• _TO BE DONE_
Count the lines in the listing below that contain the string "Target", with case counting. Reply with the number only.

• _PROVIDED RECORDS_
--- Start ---
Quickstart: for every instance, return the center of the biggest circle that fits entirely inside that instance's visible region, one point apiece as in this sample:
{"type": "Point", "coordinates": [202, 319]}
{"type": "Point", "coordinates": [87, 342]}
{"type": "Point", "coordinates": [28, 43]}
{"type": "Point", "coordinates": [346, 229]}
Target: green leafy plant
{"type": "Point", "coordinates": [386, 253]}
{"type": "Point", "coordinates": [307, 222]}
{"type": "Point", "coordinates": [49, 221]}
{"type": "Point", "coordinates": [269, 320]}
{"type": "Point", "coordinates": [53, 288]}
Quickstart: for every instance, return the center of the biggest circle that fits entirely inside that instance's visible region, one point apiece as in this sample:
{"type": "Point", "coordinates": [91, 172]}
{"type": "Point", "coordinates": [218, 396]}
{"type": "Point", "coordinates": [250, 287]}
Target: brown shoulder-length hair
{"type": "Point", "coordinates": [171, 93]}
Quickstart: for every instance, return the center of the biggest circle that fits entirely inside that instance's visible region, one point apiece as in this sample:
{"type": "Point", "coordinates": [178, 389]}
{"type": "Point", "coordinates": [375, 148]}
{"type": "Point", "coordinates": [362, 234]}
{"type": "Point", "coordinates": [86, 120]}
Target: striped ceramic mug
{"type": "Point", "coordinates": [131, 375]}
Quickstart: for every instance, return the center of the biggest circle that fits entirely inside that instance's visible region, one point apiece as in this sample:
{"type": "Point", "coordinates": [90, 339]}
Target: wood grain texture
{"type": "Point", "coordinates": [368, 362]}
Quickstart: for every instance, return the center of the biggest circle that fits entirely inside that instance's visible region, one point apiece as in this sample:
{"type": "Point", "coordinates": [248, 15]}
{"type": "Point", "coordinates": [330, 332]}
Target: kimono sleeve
--- End ---
• _CORRECT OUTPUT_
5